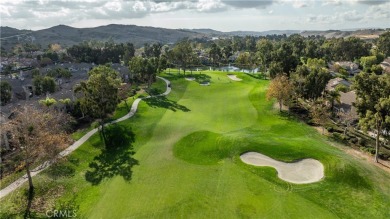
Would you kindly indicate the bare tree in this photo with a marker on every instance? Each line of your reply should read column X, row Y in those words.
column 38, row 136
column 346, row 118
column 280, row 89
column 320, row 113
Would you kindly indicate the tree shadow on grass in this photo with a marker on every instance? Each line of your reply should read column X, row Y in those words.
column 116, row 158
column 201, row 78
column 163, row 102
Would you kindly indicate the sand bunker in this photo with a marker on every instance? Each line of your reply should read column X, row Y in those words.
column 301, row 172
column 190, row 79
column 234, row 78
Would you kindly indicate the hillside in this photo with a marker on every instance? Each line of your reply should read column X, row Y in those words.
column 68, row 36
column 139, row 35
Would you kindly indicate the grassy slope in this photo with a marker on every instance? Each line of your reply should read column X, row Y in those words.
column 189, row 163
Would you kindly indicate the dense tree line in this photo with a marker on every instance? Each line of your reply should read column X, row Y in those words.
column 102, row 53
column 285, row 52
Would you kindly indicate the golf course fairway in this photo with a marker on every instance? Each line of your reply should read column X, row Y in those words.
column 180, row 158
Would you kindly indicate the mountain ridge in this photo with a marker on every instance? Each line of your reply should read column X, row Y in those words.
column 139, row 35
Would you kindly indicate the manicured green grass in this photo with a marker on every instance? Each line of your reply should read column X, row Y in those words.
column 186, row 162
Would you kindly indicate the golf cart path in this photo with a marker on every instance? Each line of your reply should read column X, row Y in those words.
column 300, row 172
column 234, row 77
column 19, row 182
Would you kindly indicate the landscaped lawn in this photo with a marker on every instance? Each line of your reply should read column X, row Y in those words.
column 184, row 162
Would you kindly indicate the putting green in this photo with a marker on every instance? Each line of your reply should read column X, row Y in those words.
column 188, row 149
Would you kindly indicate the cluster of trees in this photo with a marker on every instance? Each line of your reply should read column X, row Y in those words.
column 43, row 85
column 373, row 105
column 273, row 53
column 145, row 68
column 5, row 92
column 305, row 88
column 99, row 94
column 38, row 137
column 102, row 53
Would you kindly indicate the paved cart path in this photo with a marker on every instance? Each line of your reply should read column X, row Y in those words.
column 19, row 182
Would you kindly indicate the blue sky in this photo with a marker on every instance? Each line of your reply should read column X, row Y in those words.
column 223, row 15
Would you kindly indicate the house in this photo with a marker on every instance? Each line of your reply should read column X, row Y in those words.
column 386, row 65
column 351, row 67
column 333, row 83
column 346, row 102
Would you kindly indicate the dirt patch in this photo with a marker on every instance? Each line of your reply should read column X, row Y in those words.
column 234, row 78
column 300, row 172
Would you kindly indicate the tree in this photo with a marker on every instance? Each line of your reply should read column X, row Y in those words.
column 383, row 43
column 275, row 69
column 215, row 54
column 48, row 85
column 100, row 94
column 35, row 72
column 319, row 113
column 367, row 62
column 183, row 55
column 48, row 102
column 264, row 49
column 227, row 51
column 333, row 96
column 280, row 89
column 373, row 104
column 310, row 82
column 38, row 136
column 5, row 92
column 346, row 118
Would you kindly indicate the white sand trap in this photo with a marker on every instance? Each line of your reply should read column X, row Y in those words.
column 301, row 172
column 234, row 78
column 190, row 79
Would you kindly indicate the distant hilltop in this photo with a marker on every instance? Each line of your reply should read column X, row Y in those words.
column 139, row 35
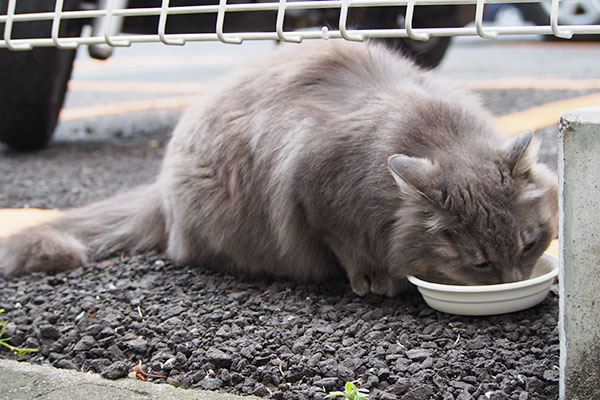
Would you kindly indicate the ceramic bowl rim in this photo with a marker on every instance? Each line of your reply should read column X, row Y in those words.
column 490, row 288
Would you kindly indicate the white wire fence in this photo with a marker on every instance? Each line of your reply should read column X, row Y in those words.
column 107, row 17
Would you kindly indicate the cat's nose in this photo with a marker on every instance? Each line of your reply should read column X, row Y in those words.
column 512, row 275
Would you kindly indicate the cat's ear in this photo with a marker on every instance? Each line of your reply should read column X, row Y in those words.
column 521, row 153
column 412, row 174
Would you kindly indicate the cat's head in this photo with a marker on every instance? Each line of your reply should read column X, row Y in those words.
column 474, row 218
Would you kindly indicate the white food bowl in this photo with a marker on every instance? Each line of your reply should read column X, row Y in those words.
column 491, row 299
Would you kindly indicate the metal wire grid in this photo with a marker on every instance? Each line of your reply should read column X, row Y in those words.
column 110, row 19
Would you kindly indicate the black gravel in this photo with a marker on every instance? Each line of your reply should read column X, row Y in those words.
column 247, row 335
column 275, row 338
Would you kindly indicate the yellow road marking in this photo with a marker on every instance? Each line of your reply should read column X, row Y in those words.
column 136, row 87
column 73, row 113
column 542, row 116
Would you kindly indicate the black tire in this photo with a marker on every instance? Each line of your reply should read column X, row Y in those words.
column 33, row 83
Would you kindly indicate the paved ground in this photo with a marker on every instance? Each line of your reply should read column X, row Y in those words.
column 22, row 381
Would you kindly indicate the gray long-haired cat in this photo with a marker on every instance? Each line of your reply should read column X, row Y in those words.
column 320, row 156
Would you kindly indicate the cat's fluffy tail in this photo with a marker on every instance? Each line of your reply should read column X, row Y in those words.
column 132, row 221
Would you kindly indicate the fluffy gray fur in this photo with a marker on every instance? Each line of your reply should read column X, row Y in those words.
column 322, row 156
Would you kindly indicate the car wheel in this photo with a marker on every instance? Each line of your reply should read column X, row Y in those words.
column 33, row 83
column 571, row 12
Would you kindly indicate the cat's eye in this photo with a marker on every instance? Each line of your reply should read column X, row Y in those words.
column 528, row 247
column 484, row 265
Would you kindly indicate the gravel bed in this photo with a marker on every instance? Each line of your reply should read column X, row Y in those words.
column 274, row 338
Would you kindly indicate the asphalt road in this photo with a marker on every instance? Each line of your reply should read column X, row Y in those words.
column 119, row 113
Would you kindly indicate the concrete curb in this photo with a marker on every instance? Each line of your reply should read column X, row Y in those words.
column 24, row 381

====

* _EXERCISE DIRECTIONS_
Return all of the entries above verbatim, line for line, but leave the pictures out.

* _ANSWER TO THIS TASK_
Would you kindly indicate the bare tree in this photo with a marker on every instance? Each line of your reply should read column X, row Y in those words.
column 38, row 136
column 346, row 118
column 280, row 89
column 320, row 113
Would you kindly indicate the tree shadow on grass in this photo with a marker on every instance? Each line of your reply should read column X, row Y in those words.
column 116, row 158
column 201, row 78
column 163, row 102
Would you kindly indicate the sand bunker in this photo with a marker on every instance? Each line of your reply should read column X, row Y in those words.
column 301, row 172
column 190, row 79
column 234, row 78
Would you kindly indicate the hillside in this photo with a marker on every instance? Each line of your reply should read column X, row Y in those words.
column 68, row 36
column 139, row 35
Would you kindly indicate the grassy slope in this photo with a marker on every instance? Each line of your reply should read column X, row Y in those words.
column 189, row 163
Would you kindly indicate the dense tree line in this photo with a marker on every instance? Each line of your reply should read column X, row Y in those words.
column 102, row 53
column 285, row 52
Would you kindly indicate the golf course fairway in this photo with a marker on every instance? Each line of your reply should read column X, row Y in those words.
column 180, row 158
Would you kindly indicate the mountain ridge in this photo with a marker on every instance? Each line of your reply should read column X, row Y in those words.
column 139, row 35
Would you kindly indicate the manicured green grass in this photo with a marker on every instance? Each line of your reply should read column X, row Y in those words.
column 186, row 162
Would you kindly indicate the golf cart path in this photo with a marker on every instance? Each line of your reply should read column X, row Y in those words.
column 300, row 172
column 234, row 77
column 19, row 182
Would you kindly indicate the landscaped lawn in this photo with a marker on every instance? Each line of your reply should read column X, row Y in those words.
column 184, row 162
Would you kindly indicate the putting green in this photo with a marker on every instance? Each line of your reply should read column X, row Y in those words.
column 188, row 149
Would you kindly indicate the cluster of trees in this photo with a marker on every instance? Each line of your reply should read column X, row Y in those words.
column 43, row 85
column 373, row 105
column 273, row 53
column 145, row 68
column 5, row 92
column 305, row 88
column 99, row 94
column 38, row 137
column 102, row 53
Would you kindly indicate the paved cart path in this photo with a marker on every instance? Each line of your reply should read column X, row Y in those words.
column 19, row 182
Would you kindly indicate the blue sky in this photo with a marker on every instance? Each line of your reply should read column X, row Y in those words.
column 223, row 15
Would you kindly indicate the house in this photo with a marker on every instance? Each line of your reply should read column X, row Y in those words.
column 386, row 65
column 351, row 67
column 333, row 83
column 346, row 102
Would you kindly indicate the dirt patch in this photo with a marker on every instance? Each line of your reply should read column X, row Y in those words.
column 234, row 78
column 300, row 172
Would you kindly indicate the tree in this photo with a marker on every instance? Each line of your reply should read column X, row Y in those words.
column 383, row 43
column 275, row 69
column 215, row 54
column 48, row 85
column 100, row 94
column 35, row 72
column 319, row 113
column 367, row 62
column 183, row 55
column 48, row 102
column 264, row 49
column 227, row 51
column 333, row 96
column 280, row 89
column 373, row 104
column 310, row 82
column 38, row 136
column 5, row 92
column 346, row 118
Would you kindly indicate the white sand trap in this photo with a marker on every instance? Each line of your reply should read column X, row Y in those words.
column 301, row 172
column 234, row 78
column 190, row 79
Would you kindly indicate the distant hilltop in this photo with a marker on every instance? Each line of your reply should read column X, row Y in those words.
column 139, row 35
Would you kindly indicate the ceramic bowl rim in this photo with a marker on every instance? Each line of your reply should read column X, row Y in those words.
column 490, row 288
Would you kindly indicate the white wire fence in this photo with a marker on every instance? Each line of your reply should read column X, row Y in those words.
column 107, row 17
Would you kindly indicate the cat's nose in this photo with a marker on every instance? Each line of your reply should read column X, row Y in those words.
column 512, row 275
Would you kindly indicate the cat's ear in this photo with a marker on every instance? Each line of your reply should read column X, row Y in those words.
column 521, row 153
column 412, row 174
Would you kindly indicate the cat's head in this photo with a marker on every instance? Each line of your reply should read column X, row Y in those words.
column 474, row 218
Would you kindly indicate the white food bowl in this photo with a marker on every instance? Each line of your reply should read column X, row Y in those words.
column 491, row 299
Would you kindly indicate the metal wire grid in this photo with a marker on every instance? Each line of your reply should read column X, row Y in those words.
column 110, row 19
Would you kindly indicate the black gravel in this photo with a marker on every instance? Each line of your reply should read column X, row Y in those words.
column 247, row 335
column 275, row 338
Would you kindly indicate the yellow road marking in this photo with a marker on every instance? Each line of your reply should read column X, row Y in those words.
column 136, row 87
column 73, row 113
column 542, row 116
Would you kindly indicate the black tire in this photo with a marker on every instance? Each line of your reply should read column X, row Y in those words.
column 33, row 83
Would you kindly indicate the paved ground in this photo with a marker on every instance? Each line of your reply should read column X, row Y in those words.
column 22, row 381
Would you kindly indicate the gray long-haired cat in this photo with a marker on every instance? Each line of your reply should read column X, row Y in those words.
column 320, row 156
Would you kindly indicate the cat's fluffy tail in this photo with a marker on every instance? Each line of your reply should read column X, row Y in those words.
column 132, row 221
Would you kindly indicate the fluffy gray fur in this photo with a marker on every instance? Each line of your reply should read column X, row Y in those words.
column 322, row 156
Would you kindly indicate the car wheel in this photo with a marker on every instance? Each line of your reply should read column X, row Y in those words.
column 33, row 83
column 571, row 12
Would you kindly indicate the cat's eye in this photo with a marker on every instance? Each line of your reply should read column X, row Y in those words.
column 528, row 247
column 484, row 265
Would you kindly indicate the gravel bed in this photo with a marker on every instance? Each line of your reply should read column X, row Y in those words.
column 274, row 338
Would you kindly indicate the asphalt road in this photo with a marker on every instance? Each line of your reply should read column X, row Y in those words.
column 119, row 113
Would you kindly indicate the concrete curb in this photo with a marker on every instance? Each line of your reply should read column X, row Y in those words.
column 24, row 381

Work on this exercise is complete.